A few records:
■ ■ ■ ■ ■ ■ ■

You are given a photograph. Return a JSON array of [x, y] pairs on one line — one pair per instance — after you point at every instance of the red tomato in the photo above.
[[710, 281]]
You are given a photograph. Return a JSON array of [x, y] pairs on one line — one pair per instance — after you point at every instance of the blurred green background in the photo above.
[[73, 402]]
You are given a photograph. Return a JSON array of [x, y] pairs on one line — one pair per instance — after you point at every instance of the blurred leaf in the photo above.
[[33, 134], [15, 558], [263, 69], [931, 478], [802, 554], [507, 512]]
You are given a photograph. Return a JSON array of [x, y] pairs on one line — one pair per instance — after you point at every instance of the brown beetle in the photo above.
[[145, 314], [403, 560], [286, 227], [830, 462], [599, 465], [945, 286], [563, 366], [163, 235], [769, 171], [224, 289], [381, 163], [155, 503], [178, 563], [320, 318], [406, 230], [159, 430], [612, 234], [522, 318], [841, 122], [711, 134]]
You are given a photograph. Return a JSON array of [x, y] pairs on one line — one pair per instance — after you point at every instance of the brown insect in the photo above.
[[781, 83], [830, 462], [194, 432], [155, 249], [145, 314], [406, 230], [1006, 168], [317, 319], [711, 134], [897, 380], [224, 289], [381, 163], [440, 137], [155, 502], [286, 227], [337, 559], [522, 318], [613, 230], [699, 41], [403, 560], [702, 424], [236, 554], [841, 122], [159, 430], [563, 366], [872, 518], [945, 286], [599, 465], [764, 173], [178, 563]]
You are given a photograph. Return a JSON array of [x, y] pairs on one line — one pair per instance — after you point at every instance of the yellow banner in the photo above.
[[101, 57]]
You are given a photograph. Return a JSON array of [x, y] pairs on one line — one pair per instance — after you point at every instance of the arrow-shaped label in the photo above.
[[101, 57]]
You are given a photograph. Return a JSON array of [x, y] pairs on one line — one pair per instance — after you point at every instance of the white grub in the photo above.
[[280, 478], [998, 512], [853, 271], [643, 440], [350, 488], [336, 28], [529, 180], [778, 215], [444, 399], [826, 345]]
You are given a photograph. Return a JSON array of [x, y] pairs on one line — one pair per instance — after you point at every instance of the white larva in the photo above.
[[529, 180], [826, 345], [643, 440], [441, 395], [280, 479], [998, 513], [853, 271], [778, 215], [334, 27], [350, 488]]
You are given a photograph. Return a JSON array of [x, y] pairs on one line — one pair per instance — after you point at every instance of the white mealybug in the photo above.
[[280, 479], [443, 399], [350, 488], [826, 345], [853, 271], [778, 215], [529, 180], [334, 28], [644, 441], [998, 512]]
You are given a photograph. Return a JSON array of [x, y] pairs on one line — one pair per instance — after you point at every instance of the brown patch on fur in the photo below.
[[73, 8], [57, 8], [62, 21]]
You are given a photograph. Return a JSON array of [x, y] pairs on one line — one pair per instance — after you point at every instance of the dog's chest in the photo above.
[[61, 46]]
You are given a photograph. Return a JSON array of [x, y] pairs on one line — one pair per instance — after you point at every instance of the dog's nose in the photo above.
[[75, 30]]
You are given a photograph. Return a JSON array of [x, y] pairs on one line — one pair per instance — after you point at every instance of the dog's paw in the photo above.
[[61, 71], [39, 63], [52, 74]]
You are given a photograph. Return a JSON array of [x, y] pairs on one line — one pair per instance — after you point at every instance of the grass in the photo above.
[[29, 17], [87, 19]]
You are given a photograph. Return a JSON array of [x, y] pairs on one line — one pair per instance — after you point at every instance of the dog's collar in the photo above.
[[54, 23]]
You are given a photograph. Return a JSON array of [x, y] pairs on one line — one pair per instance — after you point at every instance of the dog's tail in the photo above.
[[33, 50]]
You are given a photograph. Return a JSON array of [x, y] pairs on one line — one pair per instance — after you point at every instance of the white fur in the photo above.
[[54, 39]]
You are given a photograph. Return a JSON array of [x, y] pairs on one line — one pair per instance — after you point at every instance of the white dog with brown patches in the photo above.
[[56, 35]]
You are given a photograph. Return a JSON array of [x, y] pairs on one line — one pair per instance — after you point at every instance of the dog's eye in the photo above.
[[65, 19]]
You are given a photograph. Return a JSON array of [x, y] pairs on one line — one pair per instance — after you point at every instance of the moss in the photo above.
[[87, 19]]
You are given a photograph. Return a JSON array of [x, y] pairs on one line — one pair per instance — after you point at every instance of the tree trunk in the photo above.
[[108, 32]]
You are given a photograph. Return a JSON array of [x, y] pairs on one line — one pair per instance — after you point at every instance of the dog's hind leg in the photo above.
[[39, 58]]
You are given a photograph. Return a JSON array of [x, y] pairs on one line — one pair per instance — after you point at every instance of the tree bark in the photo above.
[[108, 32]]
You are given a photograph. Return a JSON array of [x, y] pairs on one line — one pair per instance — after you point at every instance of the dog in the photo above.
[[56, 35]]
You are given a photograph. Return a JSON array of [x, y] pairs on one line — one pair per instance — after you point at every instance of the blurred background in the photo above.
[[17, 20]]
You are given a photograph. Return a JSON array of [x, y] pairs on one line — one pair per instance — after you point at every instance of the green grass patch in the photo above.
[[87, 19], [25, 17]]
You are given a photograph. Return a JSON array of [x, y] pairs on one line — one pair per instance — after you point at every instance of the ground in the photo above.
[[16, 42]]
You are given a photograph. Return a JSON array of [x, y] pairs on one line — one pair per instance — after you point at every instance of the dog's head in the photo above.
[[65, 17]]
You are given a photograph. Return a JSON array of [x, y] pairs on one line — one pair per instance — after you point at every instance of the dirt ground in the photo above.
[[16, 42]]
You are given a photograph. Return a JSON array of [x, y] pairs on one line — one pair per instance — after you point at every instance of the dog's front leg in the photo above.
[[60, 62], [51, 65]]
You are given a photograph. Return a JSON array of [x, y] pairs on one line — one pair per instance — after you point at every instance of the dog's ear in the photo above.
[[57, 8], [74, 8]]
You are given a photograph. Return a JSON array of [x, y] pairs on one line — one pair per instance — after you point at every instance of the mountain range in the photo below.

■ ■ ■ ■ ■ ■ ■

Directions
Write out the whole listing above again, word for word, with no changes.

Reply to the task
You are given a photograph. Return a JSON array of [x, y] pairs on one line — one pair per instance — after you point at every instance of the red tomato in the photo above.
[[710, 281]]
You are given a photograph. Return a JSON array of [x, y] pairs on one line — one pair per instance — after you point at every instance of the blurred green background in the photo above.
[[73, 402]]
You are given a photograph. Return a JSON array of [x, y] pairs on one line — one pair per instance — after you point at every instance of the blurred leaf in the photo above.
[[33, 134], [15, 558], [263, 69], [931, 478], [802, 554], [507, 512]]
You are given a photograph. Return a JSON array of [x, y] pairs on one line — one pair per instance — after you point at every instance of the brown beetle in the photo above.
[[145, 314], [403, 560], [286, 227], [830, 462], [599, 465], [945, 286], [563, 366], [163, 235], [769, 171], [224, 289], [381, 163], [155, 503], [178, 563], [320, 318], [406, 230], [159, 430], [612, 234], [522, 318], [841, 122], [711, 134]]
You are given a photograph. Return a JSON array of [x, y] pairs on one line — one pair per instance — after you point at every instance of the brown insect in the photo above.
[[781, 83], [830, 462], [194, 432], [155, 249], [145, 314], [406, 230], [1006, 168], [317, 319], [711, 134], [897, 380], [224, 289], [381, 163], [440, 137], [155, 502], [286, 227], [337, 559], [522, 318], [613, 230], [699, 41], [403, 560], [702, 424], [236, 554], [841, 122], [159, 430], [563, 366], [872, 518], [945, 286], [599, 465], [764, 173], [178, 563]]
You are given a photograph. Return a JSON array of [x, y] pairs on one line — one pair per instance — after you point at every instance of the yellow banner in the photo above.
[[101, 57]]
You are given a photograph. Return a JSON array of [x, y] pairs on one line — one pair per instance — after you point at every instance of the arrow-shaped label in the photo above.
[[101, 57]]
You are given a photograph. Return a JSON array of [x, y] pairs on one line — one pair per instance — after you point at every instance of the white grub in the photo above.
[[280, 478], [998, 512], [853, 271], [643, 440], [350, 488], [336, 28], [529, 180], [778, 215], [444, 399], [826, 345]]
You are given a photograph. Return a JSON array of [x, y] pairs on one line — one pair per instance — after you point at every instance of the white larva in the photo above.
[[529, 180], [826, 345], [643, 440], [441, 395], [280, 479], [998, 513], [853, 271], [778, 215], [334, 27], [350, 488]]
You are given a photograph. Return a JSON array of [x, y] pairs on one line — one pair per instance — after you point at every instance of the white mealybug in the photo above.
[[280, 479], [443, 399], [350, 488], [826, 345], [853, 271], [778, 215], [529, 180], [334, 28], [644, 441], [998, 512]]
You are given a photograph. Return a JSON array of [x, y] pairs on one line — one pair per instance — after you point at every instance of the brown patch on fur in the photo below.
[[73, 8], [57, 8], [62, 21]]
You are given a photograph. Return a JSON array of [x, y] pairs on one line — one pair per instance — after you point at every instance of the dog's chest in the photo above.
[[61, 46]]
You are given a photograph. Return a JSON array of [x, y] pairs on one line — one pair per instance — after you point at every instance of the dog's nose in the photo above.
[[75, 30]]
You are given a photograph. Return a JSON array of [x, y] pairs on one line — one pair per instance — after you point at every instance of the dog's paw in the photo above.
[[61, 71], [39, 63], [52, 74]]
You are given a photograph. Return a JSON array of [x, y] pairs on one line — one pair per instance — after you point at every instance of the grass in the photo above.
[[29, 17], [87, 19]]
You are given a photograph. Return a JSON array of [x, y] pairs on one line — one pair per instance — after you point at every instance of the dog's collar in the photo above.
[[54, 23]]
You are given a photograph. Return a JSON array of [x, y] pairs on one line — one pair per instance — after you point at every instance of the dog's tail in the photo above.
[[33, 50]]
You are given a photograph. Return a JSON array of [x, y] pairs on one line — one pair per instance — after you point at every instance of the white fur in the photo above.
[[54, 39]]
You are given a photograph. Return a JSON array of [x, y] pairs on one line — one pair per instance — after you point at every instance of the white dog with brown patches in the photo above.
[[56, 35]]
You are given a photograph. Return a JSON array of [x, y] pairs on one line — one pair per instance — after you point at every instance of the dog's eye in the photo above.
[[65, 19]]
You are given a photograph. Return a JSON array of [x, y] pairs on one line — one pair per instance — after you point at every instance of the moss in the photo above.
[[87, 19]]
You are given a photograph. Return a JSON array of [x, y] pairs on one line — one pair per instance — after you point at every instance of the tree trunk in the photo above.
[[108, 32]]
You are given a photograph. Return a JSON array of [x, y] pairs on one line — one pair per instance — after you point at every instance of the dog's hind leg in the photo above.
[[39, 58]]
You are given a photograph. Return a JSON array of [x, y] pairs on one line — one pair per instance — after you point at every instance of the tree bark in the photo above.
[[108, 32]]
You are given a photograph. Return a JSON array of [x, y] pairs on one line — one pair per instance — after you point at every instance of the dog in the photo above.
[[56, 35]]
You are given a photograph. Return a JSON array of [x, y] pairs on one line — one pair per instance — after you point at every instance of the blurred background in the photo above.
[[17, 20]]
You are given a photograph. Return a JSON array of [x, y] pairs on one line — one pair per instance — after you point at every instance of the green grass patch in the photo above.
[[87, 19], [25, 17]]
You are given a photograph. Return a JSON array of [x, y] pairs on one line — one pair per instance — after you point at every instance of the ground in the photo above.
[[16, 42]]
You are given a photograph. Return a JSON array of [x, y] pairs on one line — one pair per instance — after you point at every instance of the dog's head in the photo above.
[[65, 17]]
You are given a photograph. Return a JSON array of [x, y] pairs on one line — one pair per instance — after you point at every instance of the dirt ground in the photo above.
[[16, 42]]
You are given a photograph. Return a JSON array of [x, y] pairs on one line — one pair per instance — after you point at every instance of the dog's front leg in the photo above.
[[60, 62], [51, 65]]
You are given a photograph. Return a JSON array of [x, y] pairs on one line — one pair per instance — after you point at every instance of the dog's ear in the photo above.
[[57, 8], [74, 8]]
You are given a photograph. Return a JSON array of [x, y] pairs on one line — one pair per instance — after you point at every instance of the mountain range in the photo below.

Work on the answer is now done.